* What is needed
The records that follow must be repeated exactly, except for their pictures.

* Input
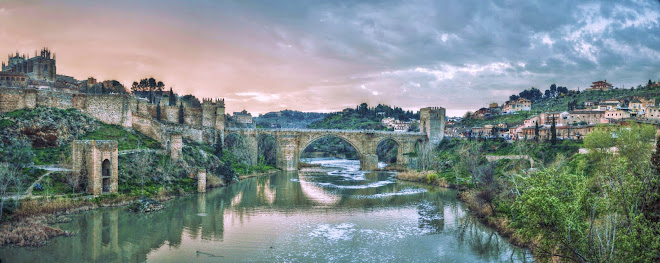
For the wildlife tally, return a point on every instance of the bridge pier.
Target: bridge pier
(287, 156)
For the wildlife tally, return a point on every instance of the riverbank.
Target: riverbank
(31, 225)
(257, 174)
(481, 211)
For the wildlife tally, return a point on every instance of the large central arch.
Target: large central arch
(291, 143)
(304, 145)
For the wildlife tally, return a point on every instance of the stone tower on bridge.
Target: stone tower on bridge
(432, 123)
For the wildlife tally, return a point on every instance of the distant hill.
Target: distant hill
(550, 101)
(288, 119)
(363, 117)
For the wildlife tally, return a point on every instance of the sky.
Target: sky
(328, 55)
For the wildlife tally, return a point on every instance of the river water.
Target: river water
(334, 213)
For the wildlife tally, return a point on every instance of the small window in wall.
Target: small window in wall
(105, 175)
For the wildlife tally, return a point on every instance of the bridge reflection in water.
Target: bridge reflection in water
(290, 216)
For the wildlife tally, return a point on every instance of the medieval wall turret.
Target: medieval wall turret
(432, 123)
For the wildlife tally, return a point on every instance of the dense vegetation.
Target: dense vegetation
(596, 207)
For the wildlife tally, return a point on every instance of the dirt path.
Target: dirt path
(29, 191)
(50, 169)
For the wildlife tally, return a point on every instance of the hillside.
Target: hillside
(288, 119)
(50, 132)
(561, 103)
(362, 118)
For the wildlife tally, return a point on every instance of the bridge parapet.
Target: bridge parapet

* Task answer
For the wildlife tally, return a point on every instance of the bridge pier.
Target: bridge pier
(287, 156)
For the wildlife tally, return a point on every instance of the riverbank.
Target: riverbank
(31, 225)
(257, 174)
(481, 211)
For the wildlife tally, return a point on every instance of the large central arch.
Target: large central arch
(291, 143)
(304, 145)
For the wildlife tally, return a point on every instance of the stone tower on bridge.
Target: stone tower on bridge
(432, 123)
For the wildlife tally, return a point on every instance of the distant hill.
Target: distant hill
(550, 101)
(288, 119)
(363, 117)
For the wildlife tally, return a point on every instance of the sky.
Target: sky
(328, 55)
For the wildlife tally, return a point on every instance of the river water.
Target: river water
(334, 213)
For the wildlife tally, return a point on every instance of the small window in wall.
Target: small window in wall
(105, 175)
For the wildlife tally, return a point on every instance of the bridge reflection in water.
Target: bridge reflection in water
(290, 216)
For the wildlife tally, return a point on every instance of the medieval wall turret.
Target: medieval wall turret
(432, 123)
For the wildlife tally, return a point on every instance of the dense vegetation.
Target: dense vegetation
(596, 207)
For the wildlife tally, return a point on every instance of the dirt path.
Target: dirt path
(29, 191)
(50, 169)
For the wildlife tally, return a point on every instance of the hillside.
Target: hillside
(288, 119)
(50, 132)
(561, 103)
(362, 118)
For the wildlife tally, return a point on every instance of the bridge parapet.
Target: bridge parapet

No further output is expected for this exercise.